— START TEXT TO READ —

Re: [PATCH] PCI: update device mps when doing pci hotplug

[Date Prev][Date Next][Thread Prev][Thread Next][Date Index][Thread Index]

 



On Tue, Jul 29, 2014 at 04:17:57PM +0800, Yijing Wang wrote:
> Currently we don't update device's mps value when doing
> pci device hot-add. The hot-added device's mps will be set
> to default value (128B). But the upstream port device's mps
> may be larger than 128B which was set by firmware during
> system bootup. In this case the new added device may not
> work normally. This issue was found in huawei 5885 server
> and Dell R620 server. And if we run the platform with windows,
> this problem is gone. This patch try to update the hot added
> device mps equal to its parent mps, if device mpss < parent mps,
> print warning.
> 
> References: https://bugzilla.kernel.org/show_bug.cgi?id=60671
> Reported-by: Keith Busch <keith.busch@xxxxxxxxx>
> Reported-by: Jordan_Hargrave@xxxxxxxx
> Reported-by: Yijing Wang <wangyijing@xxxxxxxxxx>
> Signed-off-by: Yijing Wang <wangyijing@xxxxxxxxxx>
> Cc: Jon Mason <jdmason@xxxxxxxx>
> ---
>  drivers/pci/probe.c |   39 +++++++++++++++++++++++++++++++++++++++
>  1 files changed, 39 insertions(+), 0 deletions(-)
> 
> diff --git a/drivers/pci/probe.c b/drivers/pci/probe.c
> index e3cf8a2..583ca52 100644
> --- a/drivers/pci/probe.c
> +++ b/drivers/pci/probe.c
> @@ -1613,6 +1613,44 @@ static void pcie_write_mrrs(struct pci_dev *dev)
>  		dev_err(&dev->dev, "MRRS was unable to be configured with a safe value.  If problems are experienced, try running with pci=pcie_bus_safe\n");
>  }
>  
> +/**
> + * pcie_bus_update_set - update device mps when device doing hot-add
> + * @dev: PCI device to set
> + * 
> + * After device hot add, mps will be set to default(128B), But the 
> + * upstream port device's mps may be larger than 128B which was set 
> + * by firmware during system bootup. Then we should update the device
> + * mps to equal to its parent mps, Or the device can not work normally.
> + */
> +static void pcie_bus_update_set(struct pci_dev *dev)
> +{
> +	int mps, p_mps, mpss;
> +	struct pci_dev *parent;
> +
> +	if (!pci_is_pcie(dev) || !dev->bus->self 
> +			|| !dev->bus->self->is_hotplug_bridge)

— END TEXT TO READ —
— START DATA LISTING —

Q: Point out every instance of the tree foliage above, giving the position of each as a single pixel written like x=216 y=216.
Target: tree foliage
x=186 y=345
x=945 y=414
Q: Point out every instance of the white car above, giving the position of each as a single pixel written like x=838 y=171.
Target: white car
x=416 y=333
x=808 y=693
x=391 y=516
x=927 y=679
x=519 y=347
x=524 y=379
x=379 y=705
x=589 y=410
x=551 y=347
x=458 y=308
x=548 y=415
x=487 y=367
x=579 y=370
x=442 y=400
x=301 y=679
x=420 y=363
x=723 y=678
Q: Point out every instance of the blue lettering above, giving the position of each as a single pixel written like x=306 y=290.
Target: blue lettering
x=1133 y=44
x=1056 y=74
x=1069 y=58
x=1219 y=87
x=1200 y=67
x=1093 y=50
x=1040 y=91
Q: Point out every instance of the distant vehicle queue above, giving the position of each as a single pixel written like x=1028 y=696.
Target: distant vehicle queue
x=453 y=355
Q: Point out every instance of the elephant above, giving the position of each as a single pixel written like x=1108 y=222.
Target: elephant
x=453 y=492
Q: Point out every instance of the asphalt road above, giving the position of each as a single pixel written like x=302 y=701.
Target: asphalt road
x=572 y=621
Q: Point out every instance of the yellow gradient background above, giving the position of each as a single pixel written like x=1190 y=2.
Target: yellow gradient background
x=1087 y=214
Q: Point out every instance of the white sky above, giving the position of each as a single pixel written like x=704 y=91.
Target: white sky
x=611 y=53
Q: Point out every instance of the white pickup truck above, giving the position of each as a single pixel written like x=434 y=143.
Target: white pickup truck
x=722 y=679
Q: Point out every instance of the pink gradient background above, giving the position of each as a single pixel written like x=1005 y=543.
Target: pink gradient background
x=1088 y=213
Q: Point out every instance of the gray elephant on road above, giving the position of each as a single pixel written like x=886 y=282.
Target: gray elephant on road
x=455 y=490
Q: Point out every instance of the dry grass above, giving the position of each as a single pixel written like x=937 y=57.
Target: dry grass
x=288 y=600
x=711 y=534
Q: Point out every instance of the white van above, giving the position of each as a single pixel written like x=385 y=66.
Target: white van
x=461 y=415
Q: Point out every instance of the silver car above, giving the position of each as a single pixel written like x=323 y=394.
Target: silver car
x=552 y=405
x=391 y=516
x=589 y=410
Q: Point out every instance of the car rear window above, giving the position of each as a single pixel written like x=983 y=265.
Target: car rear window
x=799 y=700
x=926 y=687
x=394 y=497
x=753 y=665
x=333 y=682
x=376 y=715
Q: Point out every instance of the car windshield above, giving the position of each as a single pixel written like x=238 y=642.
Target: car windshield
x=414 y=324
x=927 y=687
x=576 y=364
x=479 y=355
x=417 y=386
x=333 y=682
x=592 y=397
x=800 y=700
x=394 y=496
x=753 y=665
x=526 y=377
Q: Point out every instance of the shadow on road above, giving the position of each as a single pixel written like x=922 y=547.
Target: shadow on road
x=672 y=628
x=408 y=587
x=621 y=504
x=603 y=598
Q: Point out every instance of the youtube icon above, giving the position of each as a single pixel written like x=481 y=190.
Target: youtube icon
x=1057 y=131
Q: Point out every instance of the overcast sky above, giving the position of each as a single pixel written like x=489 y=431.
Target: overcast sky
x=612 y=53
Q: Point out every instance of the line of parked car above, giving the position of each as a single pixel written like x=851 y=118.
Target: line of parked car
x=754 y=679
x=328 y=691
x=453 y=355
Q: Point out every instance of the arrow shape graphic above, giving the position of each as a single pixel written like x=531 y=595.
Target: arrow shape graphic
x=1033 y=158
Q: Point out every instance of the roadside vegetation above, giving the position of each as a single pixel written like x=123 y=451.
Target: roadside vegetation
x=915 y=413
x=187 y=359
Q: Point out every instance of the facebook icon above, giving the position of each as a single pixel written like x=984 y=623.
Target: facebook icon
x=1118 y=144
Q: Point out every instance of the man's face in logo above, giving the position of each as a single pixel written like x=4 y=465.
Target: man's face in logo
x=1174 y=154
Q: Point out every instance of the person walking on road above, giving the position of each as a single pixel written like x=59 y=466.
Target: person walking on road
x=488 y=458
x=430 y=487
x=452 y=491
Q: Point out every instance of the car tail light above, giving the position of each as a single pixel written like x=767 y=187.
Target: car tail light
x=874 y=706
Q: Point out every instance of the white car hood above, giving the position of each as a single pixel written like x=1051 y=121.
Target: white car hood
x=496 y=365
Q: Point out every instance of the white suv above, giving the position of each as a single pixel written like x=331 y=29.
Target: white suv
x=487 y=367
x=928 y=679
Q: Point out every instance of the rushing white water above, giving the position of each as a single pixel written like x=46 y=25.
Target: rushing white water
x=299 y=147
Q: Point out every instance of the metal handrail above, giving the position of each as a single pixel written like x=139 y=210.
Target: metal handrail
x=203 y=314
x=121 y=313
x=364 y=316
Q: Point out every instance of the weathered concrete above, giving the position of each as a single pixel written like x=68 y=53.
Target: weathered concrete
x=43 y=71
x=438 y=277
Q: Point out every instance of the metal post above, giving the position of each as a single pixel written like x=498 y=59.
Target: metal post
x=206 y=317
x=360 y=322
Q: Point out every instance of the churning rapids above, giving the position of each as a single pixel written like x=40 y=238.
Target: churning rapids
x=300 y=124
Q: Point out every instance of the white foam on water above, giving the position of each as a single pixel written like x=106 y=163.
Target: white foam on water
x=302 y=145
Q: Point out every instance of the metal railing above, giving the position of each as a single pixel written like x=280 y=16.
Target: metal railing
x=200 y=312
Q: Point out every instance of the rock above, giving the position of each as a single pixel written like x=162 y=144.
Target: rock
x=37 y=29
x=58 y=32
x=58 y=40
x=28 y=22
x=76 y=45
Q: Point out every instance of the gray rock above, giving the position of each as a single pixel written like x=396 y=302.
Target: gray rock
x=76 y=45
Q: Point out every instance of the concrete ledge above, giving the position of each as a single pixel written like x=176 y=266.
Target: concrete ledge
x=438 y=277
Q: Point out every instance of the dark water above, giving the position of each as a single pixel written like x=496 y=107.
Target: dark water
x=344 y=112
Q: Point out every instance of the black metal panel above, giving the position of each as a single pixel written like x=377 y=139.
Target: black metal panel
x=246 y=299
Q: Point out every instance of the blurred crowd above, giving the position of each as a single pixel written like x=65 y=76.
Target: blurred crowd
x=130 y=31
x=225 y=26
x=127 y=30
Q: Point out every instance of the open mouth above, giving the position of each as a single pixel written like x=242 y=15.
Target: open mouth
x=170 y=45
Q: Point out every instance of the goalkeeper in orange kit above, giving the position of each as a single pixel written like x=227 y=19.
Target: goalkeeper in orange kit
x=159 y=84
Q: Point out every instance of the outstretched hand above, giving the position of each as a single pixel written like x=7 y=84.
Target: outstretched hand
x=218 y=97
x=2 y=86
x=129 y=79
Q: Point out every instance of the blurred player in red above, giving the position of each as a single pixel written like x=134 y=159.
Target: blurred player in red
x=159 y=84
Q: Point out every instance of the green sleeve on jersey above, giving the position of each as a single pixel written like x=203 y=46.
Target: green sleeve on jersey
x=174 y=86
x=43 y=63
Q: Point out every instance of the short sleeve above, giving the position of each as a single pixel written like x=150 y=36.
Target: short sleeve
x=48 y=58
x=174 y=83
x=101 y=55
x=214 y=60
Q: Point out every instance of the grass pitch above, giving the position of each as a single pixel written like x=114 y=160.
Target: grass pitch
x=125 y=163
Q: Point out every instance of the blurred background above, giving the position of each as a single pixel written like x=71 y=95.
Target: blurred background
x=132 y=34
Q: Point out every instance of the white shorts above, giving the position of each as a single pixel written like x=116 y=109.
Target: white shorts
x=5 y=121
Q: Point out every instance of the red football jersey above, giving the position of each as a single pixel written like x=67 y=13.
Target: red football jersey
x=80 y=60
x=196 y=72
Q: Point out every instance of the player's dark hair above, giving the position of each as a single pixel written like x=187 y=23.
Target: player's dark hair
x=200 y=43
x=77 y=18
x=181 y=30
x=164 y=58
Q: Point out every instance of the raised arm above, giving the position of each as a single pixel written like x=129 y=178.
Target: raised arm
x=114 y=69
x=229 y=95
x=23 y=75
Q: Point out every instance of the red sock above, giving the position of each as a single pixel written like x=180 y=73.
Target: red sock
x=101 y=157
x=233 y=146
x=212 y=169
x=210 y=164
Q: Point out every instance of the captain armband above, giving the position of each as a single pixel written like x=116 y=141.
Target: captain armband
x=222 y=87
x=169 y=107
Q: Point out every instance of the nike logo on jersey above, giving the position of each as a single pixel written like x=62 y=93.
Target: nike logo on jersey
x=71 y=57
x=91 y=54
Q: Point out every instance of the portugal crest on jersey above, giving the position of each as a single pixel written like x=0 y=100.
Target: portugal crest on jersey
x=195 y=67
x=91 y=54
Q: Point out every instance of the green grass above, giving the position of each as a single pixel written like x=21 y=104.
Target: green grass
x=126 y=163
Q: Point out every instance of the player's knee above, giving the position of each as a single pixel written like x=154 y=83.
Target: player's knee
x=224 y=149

— END DATA LISTING —
— START DATA LISTING —

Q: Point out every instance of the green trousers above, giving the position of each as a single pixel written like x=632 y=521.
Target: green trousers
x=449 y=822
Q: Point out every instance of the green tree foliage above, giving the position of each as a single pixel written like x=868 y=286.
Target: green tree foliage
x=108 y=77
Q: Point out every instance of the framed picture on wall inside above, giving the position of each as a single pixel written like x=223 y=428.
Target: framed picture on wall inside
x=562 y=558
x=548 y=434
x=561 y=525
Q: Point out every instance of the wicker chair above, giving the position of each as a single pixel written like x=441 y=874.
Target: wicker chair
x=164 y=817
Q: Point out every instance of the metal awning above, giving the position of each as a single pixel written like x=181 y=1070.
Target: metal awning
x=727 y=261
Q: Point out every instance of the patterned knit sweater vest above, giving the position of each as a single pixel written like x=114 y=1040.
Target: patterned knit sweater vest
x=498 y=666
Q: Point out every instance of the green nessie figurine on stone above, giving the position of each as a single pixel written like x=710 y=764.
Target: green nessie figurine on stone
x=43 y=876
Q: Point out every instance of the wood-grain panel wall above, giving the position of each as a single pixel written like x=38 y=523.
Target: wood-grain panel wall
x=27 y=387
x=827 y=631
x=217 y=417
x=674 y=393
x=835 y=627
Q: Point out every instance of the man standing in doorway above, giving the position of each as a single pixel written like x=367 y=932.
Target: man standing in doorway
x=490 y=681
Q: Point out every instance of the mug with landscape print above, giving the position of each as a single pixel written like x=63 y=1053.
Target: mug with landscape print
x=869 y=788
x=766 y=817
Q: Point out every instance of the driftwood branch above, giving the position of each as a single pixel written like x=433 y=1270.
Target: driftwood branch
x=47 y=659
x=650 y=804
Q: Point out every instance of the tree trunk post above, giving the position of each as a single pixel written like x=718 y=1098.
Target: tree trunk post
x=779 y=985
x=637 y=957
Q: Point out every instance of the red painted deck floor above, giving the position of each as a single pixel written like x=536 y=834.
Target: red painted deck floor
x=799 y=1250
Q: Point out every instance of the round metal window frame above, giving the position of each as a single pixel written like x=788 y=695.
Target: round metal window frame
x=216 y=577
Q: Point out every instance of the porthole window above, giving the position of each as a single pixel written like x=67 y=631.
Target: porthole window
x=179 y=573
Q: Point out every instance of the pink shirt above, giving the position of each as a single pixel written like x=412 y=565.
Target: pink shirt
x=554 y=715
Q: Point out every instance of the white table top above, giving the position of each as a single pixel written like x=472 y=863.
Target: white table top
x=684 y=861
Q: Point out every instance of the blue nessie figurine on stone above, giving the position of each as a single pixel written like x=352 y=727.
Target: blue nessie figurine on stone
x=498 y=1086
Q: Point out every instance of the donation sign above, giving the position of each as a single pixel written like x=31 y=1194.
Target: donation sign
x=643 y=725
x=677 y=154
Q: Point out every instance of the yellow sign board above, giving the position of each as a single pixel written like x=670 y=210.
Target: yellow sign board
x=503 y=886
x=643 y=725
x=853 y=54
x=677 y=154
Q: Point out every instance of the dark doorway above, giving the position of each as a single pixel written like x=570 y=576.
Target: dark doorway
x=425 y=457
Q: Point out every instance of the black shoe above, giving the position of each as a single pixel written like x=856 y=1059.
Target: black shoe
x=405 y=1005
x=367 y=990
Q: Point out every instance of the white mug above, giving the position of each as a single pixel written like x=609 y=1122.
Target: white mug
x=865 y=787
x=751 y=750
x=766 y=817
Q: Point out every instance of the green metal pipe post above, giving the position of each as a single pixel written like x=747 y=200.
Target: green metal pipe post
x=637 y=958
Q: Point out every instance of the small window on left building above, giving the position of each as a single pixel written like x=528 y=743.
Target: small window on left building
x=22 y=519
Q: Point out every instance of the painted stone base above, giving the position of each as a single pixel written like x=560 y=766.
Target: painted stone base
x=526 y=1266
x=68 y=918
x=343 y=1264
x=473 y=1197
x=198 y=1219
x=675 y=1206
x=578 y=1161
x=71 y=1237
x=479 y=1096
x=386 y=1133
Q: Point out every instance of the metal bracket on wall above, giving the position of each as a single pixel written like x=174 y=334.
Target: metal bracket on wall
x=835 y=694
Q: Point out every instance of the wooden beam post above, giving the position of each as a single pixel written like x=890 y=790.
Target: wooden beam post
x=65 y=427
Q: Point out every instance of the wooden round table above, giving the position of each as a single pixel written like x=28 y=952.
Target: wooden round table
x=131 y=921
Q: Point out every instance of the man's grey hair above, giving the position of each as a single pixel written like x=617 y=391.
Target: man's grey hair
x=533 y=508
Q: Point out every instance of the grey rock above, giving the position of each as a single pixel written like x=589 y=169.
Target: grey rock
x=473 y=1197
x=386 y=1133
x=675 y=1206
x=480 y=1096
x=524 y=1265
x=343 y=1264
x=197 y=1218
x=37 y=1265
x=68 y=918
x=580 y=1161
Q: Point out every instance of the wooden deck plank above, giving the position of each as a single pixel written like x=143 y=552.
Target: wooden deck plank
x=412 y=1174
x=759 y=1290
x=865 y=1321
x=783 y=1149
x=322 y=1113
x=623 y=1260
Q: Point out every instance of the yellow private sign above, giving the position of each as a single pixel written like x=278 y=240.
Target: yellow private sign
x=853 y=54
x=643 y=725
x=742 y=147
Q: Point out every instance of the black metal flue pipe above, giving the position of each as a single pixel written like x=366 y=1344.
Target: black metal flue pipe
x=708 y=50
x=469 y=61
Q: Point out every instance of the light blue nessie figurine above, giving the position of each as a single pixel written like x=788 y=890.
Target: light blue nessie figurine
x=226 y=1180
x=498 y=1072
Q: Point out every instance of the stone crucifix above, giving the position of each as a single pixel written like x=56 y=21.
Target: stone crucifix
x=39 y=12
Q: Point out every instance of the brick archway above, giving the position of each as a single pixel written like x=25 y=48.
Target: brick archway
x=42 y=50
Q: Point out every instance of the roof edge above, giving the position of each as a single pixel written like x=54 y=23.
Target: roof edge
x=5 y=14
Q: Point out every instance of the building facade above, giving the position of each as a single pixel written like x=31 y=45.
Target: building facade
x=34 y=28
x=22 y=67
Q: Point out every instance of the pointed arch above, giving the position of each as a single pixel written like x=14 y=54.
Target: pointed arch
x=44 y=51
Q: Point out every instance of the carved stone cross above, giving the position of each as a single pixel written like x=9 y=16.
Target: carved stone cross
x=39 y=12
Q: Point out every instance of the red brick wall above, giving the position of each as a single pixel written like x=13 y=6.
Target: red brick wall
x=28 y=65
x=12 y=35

— END DATA LISTING —

EXERCISE INSTRUCTIONS:
A. According to the PCI hotplug patch, on which servers was the MPS problem found?
B. Pick up the PCI hotplug patch where it stops and keep writing.

RESULTS FOR THE EXERCISE:
A. The huawei 5885 server and the Dell R620 server.

B.
Part of this looks redundant because pcie_bus_configure_set() already
checks pci_is_pcie().  And I don't know why we need to test
is_hotplug_bridge here; MPS settings need to be consistent regardless of
whether the upstream bridge supports hotplug.

> +		return;
> +	
> +	parent = dev->bus->self;
> +	mps = pcie_get_mps(dev);
> +	p_mps = pcie_get_mps(parent);
> +
> +	if (mps >= p_mps)
> +		return;
> +
> +	mpss = 128 << dev->pcie_mpss;
> +	if (mpss < p_mps) {
> +		dev_warn(&dev->dev, "MPSS %d smaller than upstream MPS %d\n"
> +				"If necessary, use \"pci=pcie_bus_safe\" boot parameter to avoid this problem\n",
> +				mpss, p_mps);
> +		return;

Since we can't configure the new device correctly, we really shouldn't
allow a driver to bind to it.  The current design doesn't have much
provision for doing that, so warning is probably all we can do.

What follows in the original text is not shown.